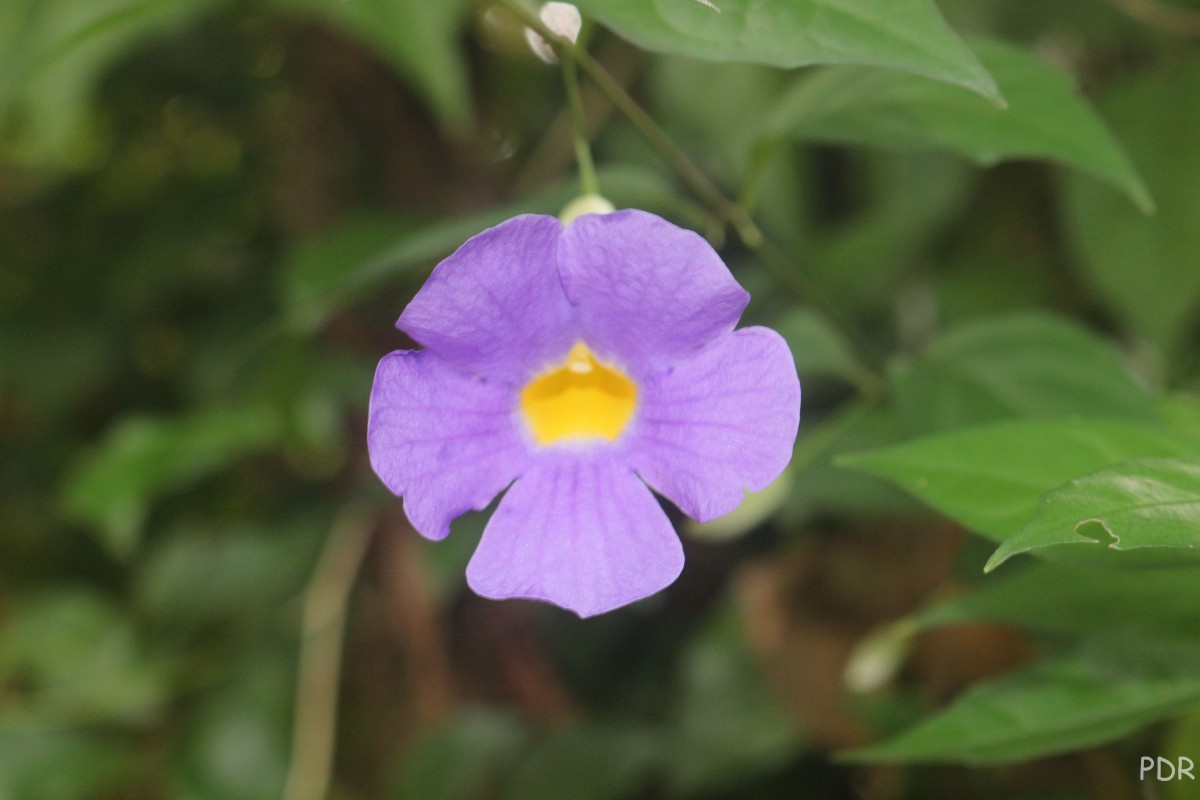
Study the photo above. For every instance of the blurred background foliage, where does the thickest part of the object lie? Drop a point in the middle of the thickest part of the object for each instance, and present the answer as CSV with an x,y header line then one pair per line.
x,y
213,211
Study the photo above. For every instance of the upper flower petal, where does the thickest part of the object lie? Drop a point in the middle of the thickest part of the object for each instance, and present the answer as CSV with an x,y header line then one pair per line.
x,y
580,531
496,306
444,440
648,293
719,423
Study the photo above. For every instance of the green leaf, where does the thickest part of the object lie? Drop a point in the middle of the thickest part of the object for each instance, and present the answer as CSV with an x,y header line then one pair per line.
x,y
1098,692
197,577
1026,365
419,38
141,458
1066,599
1145,268
907,35
1045,116
53,54
819,348
58,765
729,722
991,477
1145,503
78,660
588,762
235,738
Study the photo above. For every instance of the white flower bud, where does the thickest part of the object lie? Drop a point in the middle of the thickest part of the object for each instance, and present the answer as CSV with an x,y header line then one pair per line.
x,y
564,19
585,204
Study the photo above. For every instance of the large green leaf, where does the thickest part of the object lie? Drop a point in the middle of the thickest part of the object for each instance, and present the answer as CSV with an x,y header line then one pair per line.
x,y
909,35
1145,268
139,458
1098,692
991,477
1045,118
1026,365
1066,599
1145,503
419,38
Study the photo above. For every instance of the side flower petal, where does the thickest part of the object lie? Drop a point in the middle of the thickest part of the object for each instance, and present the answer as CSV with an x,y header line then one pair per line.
x,y
444,440
496,306
719,423
647,290
581,533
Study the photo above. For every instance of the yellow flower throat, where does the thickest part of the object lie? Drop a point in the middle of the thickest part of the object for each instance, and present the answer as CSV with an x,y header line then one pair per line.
x,y
580,400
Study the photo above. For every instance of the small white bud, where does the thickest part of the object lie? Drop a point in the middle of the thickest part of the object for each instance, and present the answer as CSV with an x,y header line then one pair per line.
x,y
564,19
879,656
585,204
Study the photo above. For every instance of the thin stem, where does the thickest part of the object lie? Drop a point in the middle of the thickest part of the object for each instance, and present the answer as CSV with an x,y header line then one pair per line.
x,y
322,636
729,211
579,122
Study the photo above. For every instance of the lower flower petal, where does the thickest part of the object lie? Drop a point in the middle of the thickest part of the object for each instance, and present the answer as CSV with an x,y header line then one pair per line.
x,y
720,423
579,531
444,440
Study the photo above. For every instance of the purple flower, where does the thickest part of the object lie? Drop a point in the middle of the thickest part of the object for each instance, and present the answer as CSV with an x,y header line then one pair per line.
x,y
587,364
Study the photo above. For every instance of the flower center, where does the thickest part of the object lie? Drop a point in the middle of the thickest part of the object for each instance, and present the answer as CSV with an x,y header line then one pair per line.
x,y
580,400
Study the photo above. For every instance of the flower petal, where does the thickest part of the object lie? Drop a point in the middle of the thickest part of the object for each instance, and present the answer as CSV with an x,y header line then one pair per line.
x,y
442,439
580,531
496,307
648,293
719,423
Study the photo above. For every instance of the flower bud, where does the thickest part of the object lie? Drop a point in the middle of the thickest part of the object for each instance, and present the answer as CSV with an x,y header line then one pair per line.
x,y
564,19
585,204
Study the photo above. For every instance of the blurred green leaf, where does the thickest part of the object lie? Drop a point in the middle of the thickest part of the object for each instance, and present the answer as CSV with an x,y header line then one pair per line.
x,y
141,458
729,722
591,761
907,35
1026,365
1045,116
991,477
1145,268
1068,599
419,38
462,757
1137,504
82,661
910,198
1092,695
60,765
201,576
235,744
53,54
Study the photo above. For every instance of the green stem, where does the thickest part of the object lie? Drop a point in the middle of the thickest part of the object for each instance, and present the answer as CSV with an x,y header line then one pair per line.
x,y
322,636
579,122
778,263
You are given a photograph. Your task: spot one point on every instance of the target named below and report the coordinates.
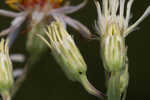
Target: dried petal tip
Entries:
(90, 88)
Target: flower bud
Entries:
(34, 45)
(124, 79)
(68, 56)
(113, 49)
(6, 76)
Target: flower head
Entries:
(35, 11)
(26, 4)
(68, 55)
(114, 18)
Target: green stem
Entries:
(90, 88)
(6, 95)
(113, 90)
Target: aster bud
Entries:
(34, 46)
(124, 79)
(113, 49)
(68, 56)
(6, 76)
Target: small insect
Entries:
(34, 11)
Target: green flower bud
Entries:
(68, 56)
(34, 45)
(124, 79)
(113, 49)
(6, 76)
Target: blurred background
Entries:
(46, 81)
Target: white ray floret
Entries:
(114, 12)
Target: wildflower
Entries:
(68, 56)
(37, 10)
(6, 76)
(113, 27)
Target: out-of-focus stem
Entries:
(6, 95)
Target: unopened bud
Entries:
(68, 56)
(113, 50)
(34, 45)
(124, 79)
(6, 76)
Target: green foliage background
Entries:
(47, 82)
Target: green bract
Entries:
(68, 56)
(113, 49)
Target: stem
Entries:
(90, 88)
(6, 95)
(113, 91)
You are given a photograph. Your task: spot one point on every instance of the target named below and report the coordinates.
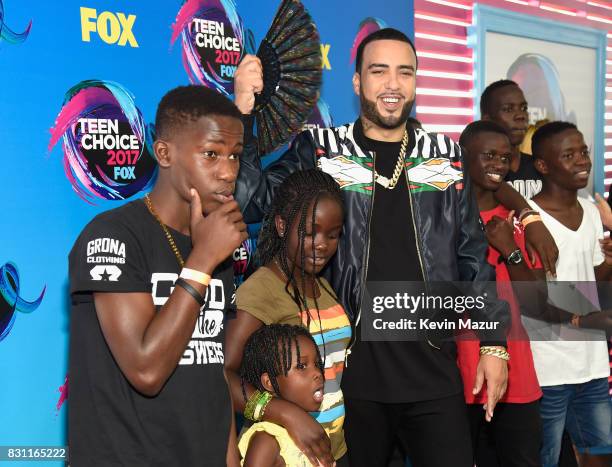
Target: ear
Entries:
(540, 165)
(266, 383)
(162, 153)
(356, 82)
(281, 225)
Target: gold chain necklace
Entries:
(177, 253)
(399, 166)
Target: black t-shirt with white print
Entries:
(110, 422)
(526, 180)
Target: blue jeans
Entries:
(585, 410)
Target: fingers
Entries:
(195, 206)
(228, 207)
(479, 380)
(551, 261)
(311, 457)
(495, 392)
(325, 456)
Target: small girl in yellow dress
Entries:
(280, 360)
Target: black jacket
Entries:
(450, 239)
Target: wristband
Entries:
(526, 212)
(495, 352)
(190, 290)
(197, 276)
(575, 321)
(514, 258)
(530, 218)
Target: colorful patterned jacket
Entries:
(450, 240)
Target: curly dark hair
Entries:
(291, 201)
(268, 350)
(186, 104)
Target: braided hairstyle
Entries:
(291, 201)
(268, 350)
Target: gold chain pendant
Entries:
(399, 166)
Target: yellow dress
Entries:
(290, 453)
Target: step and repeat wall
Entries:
(79, 85)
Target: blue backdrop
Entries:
(128, 43)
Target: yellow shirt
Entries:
(290, 453)
(263, 296)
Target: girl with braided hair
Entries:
(298, 237)
(282, 360)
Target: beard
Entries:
(369, 111)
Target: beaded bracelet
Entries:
(256, 405)
(529, 219)
(495, 352)
(249, 407)
(262, 403)
(197, 296)
(525, 212)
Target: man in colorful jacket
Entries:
(409, 217)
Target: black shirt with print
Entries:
(526, 180)
(110, 423)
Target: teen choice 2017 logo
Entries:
(213, 38)
(106, 144)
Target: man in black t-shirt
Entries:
(504, 103)
(150, 285)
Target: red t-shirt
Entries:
(523, 384)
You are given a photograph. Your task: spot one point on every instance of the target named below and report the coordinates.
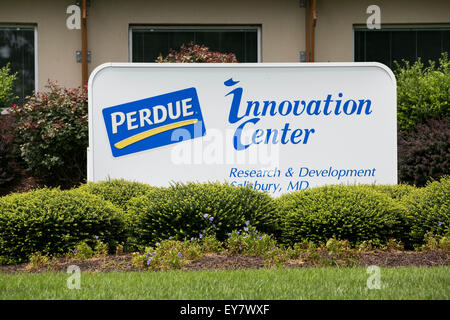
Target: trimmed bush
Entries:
(52, 132)
(51, 221)
(353, 213)
(429, 211)
(117, 191)
(188, 210)
(424, 153)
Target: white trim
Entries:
(196, 27)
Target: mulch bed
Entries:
(122, 263)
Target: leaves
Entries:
(196, 54)
(52, 134)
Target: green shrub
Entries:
(429, 211)
(51, 221)
(250, 242)
(193, 210)
(422, 92)
(117, 191)
(353, 213)
(167, 255)
(424, 153)
(6, 86)
(52, 133)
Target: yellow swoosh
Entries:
(143, 135)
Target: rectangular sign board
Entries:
(279, 127)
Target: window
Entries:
(395, 44)
(148, 42)
(18, 47)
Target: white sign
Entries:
(278, 127)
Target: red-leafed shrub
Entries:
(196, 53)
(52, 134)
(424, 153)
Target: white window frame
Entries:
(196, 27)
(396, 27)
(34, 27)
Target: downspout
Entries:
(313, 31)
(307, 27)
(84, 49)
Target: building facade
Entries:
(36, 37)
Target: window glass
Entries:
(17, 47)
(148, 44)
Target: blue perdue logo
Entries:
(149, 123)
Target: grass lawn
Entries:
(273, 284)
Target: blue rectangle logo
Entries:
(150, 123)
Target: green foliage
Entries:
(424, 153)
(52, 132)
(353, 213)
(250, 242)
(191, 210)
(429, 211)
(117, 191)
(53, 222)
(6, 86)
(196, 54)
(87, 249)
(38, 261)
(435, 243)
(396, 192)
(422, 92)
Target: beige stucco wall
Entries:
(335, 20)
(56, 44)
(282, 23)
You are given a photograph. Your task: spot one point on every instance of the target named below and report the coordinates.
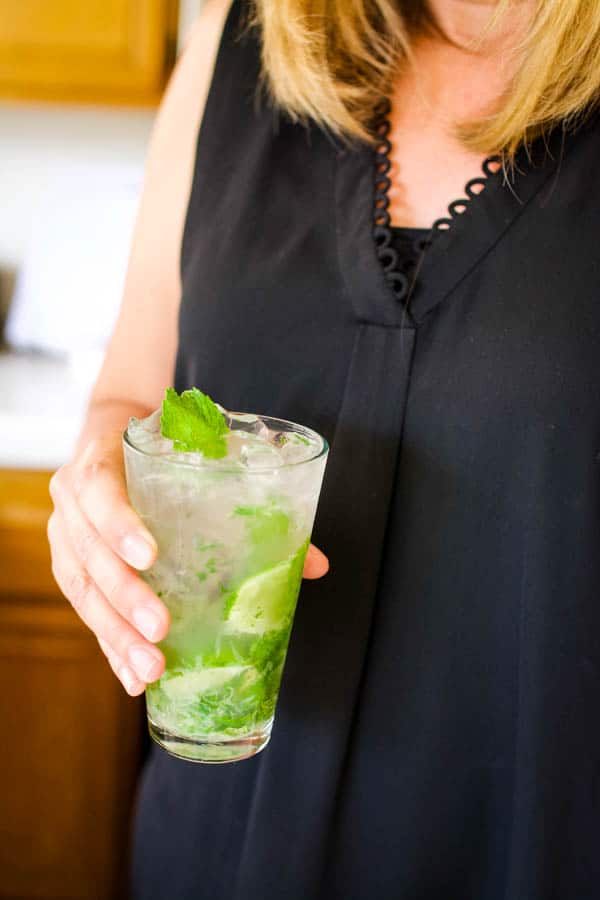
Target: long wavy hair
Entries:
(334, 61)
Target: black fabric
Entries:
(437, 734)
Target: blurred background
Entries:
(79, 88)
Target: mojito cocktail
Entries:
(232, 529)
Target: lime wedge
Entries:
(266, 601)
(192, 684)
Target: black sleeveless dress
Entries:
(438, 729)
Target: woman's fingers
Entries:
(122, 587)
(316, 563)
(126, 644)
(98, 484)
(124, 673)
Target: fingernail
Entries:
(137, 551)
(147, 621)
(145, 663)
(129, 679)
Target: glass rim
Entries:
(322, 450)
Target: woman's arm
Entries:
(140, 359)
(96, 538)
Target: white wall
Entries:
(38, 140)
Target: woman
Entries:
(437, 732)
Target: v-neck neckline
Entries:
(452, 253)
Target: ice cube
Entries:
(248, 423)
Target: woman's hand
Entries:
(97, 543)
(316, 563)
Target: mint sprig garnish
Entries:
(194, 423)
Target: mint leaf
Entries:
(194, 423)
(267, 530)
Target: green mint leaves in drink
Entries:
(194, 423)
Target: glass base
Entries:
(208, 751)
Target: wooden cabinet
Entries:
(71, 738)
(116, 51)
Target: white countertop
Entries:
(42, 405)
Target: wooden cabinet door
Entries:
(97, 50)
(70, 736)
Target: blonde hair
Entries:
(334, 61)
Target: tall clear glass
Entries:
(231, 548)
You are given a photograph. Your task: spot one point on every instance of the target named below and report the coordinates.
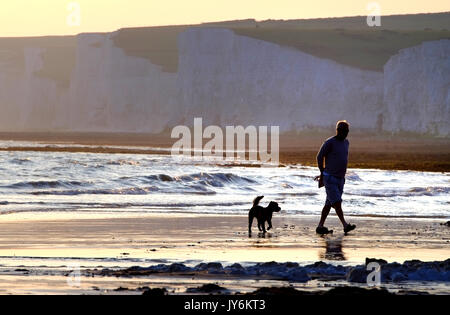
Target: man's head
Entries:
(342, 128)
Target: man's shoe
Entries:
(349, 227)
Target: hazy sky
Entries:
(58, 17)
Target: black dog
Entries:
(262, 214)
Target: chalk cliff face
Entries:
(111, 91)
(231, 79)
(227, 79)
(417, 89)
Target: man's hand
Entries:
(320, 180)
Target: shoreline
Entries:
(366, 151)
(125, 255)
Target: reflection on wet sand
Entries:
(333, 249)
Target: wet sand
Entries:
(36, 248)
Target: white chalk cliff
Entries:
(228, 79)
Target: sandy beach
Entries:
(38, 250)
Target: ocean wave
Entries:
(202, 178)
(193, 189)
(44, 184)
(414, 191)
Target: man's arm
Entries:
(322, 155)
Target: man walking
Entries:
(335, 152)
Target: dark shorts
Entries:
(334, 186)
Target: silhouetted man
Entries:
(335, 152)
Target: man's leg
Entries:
(338, 207)
(325, 211)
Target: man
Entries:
(335, 152)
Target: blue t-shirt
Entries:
(335, 152)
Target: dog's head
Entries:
(273, 206)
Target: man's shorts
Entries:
(334, 186)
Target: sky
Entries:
(64, 17)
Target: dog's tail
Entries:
(256, 200)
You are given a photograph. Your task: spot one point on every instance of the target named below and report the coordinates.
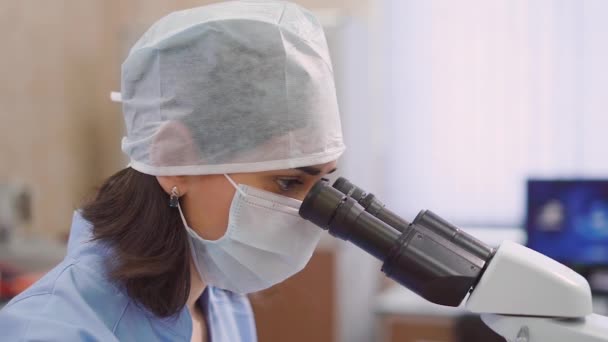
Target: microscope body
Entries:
(522, 295)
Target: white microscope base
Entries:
(592, 328)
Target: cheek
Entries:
(208, 211)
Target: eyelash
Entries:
(285, 184)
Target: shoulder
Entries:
(70, 302)
(229, 313)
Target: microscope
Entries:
(521, 294)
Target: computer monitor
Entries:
(567, 220)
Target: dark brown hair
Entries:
(131, 214)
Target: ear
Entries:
(168, 182)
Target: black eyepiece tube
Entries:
(454, 234)
(371, 204)
(418, 258)
(344, 218)
(426, 218)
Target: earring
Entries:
(174, 199)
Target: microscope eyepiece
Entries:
(430, 257)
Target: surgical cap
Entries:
(239, 86)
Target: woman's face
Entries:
(206, 199)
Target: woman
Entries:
(231, 117)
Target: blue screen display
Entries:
(567, 220)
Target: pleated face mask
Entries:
(266, 242)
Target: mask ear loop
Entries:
(235, 185)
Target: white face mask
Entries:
(265, 243)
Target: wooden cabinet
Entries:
(301, 309)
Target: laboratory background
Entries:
(491, 113)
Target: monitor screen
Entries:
(567, 220)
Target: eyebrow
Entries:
(313, 171)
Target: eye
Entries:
(287, 184)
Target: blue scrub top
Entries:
(76, 301)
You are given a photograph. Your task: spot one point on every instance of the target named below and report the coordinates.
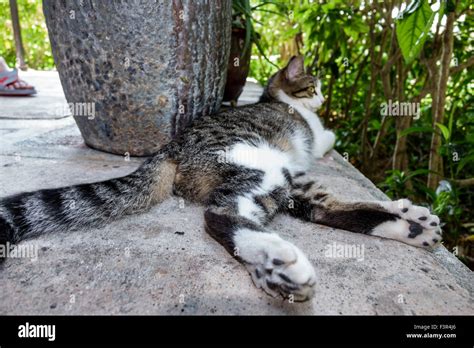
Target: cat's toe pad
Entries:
(284, 270)
(414, 225)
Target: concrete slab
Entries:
(141, 265)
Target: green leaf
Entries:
(412, 29)
(444, 130)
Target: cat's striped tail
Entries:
(91, 205)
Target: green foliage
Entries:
(34, 33)
(335, 39)
(412, 29)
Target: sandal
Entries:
(9, 77)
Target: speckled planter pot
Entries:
(145, 69)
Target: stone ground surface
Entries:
(141, 265)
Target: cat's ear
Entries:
(295, 67)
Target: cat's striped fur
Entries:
(245, 165)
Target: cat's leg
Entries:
(236, 220)
(399, 220)
(324, 142)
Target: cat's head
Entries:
(293, 85)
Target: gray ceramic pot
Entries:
(137, 72)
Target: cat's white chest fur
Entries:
(323, 139)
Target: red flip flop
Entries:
(9, 77)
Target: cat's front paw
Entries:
(280, 268)
(415, 225)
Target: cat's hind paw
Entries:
(414, 225)
(280, 268)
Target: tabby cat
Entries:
(244, 165)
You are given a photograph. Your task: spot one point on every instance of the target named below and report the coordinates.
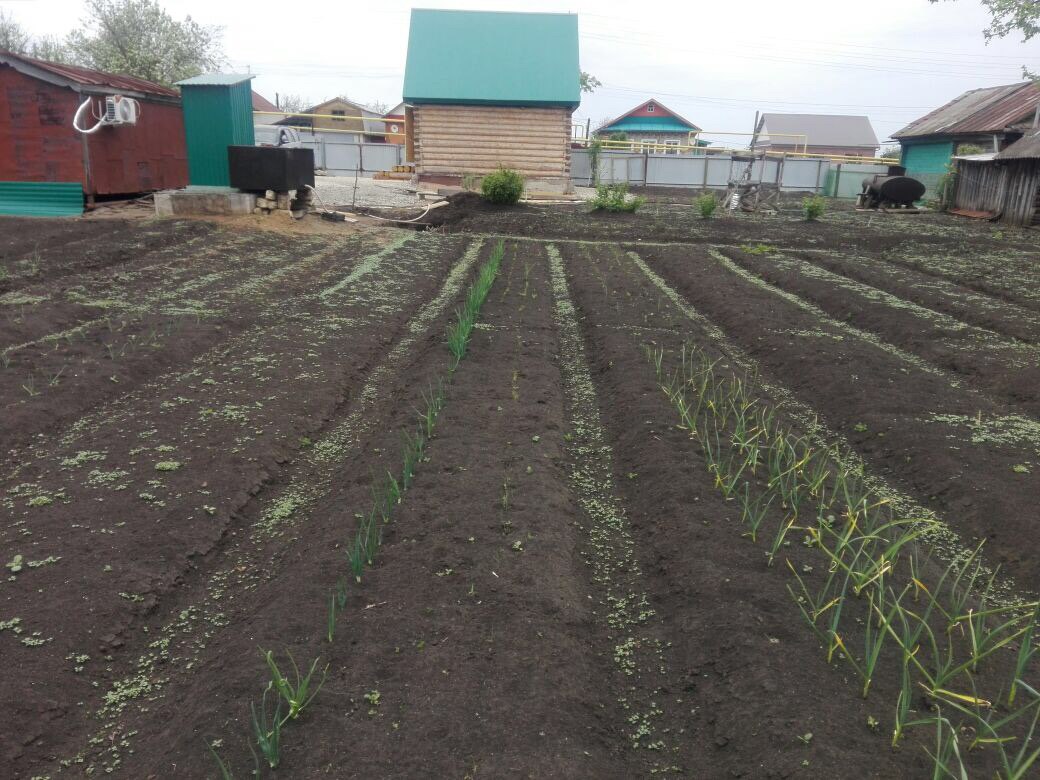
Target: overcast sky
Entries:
(715, 63)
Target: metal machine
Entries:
(891, 190)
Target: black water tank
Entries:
(281, 169)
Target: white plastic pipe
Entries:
(79, 114)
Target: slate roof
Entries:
(85, 79)
(1025, 148)
(991, 109)
(492, 58)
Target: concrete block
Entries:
(196, 203)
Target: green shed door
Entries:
(215, 117)
(928, 162)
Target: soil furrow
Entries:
(980, 358)
(173, 469)
(734, 634)
(937, 294)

= WHAT YOU WILL DO =
Scan the data for the string "jacket" and copy each line in which it occurs.

= YOUR RESPONSE =
Target: black jacket
Target: colorful patterned jacket
Target: man in colorful jacket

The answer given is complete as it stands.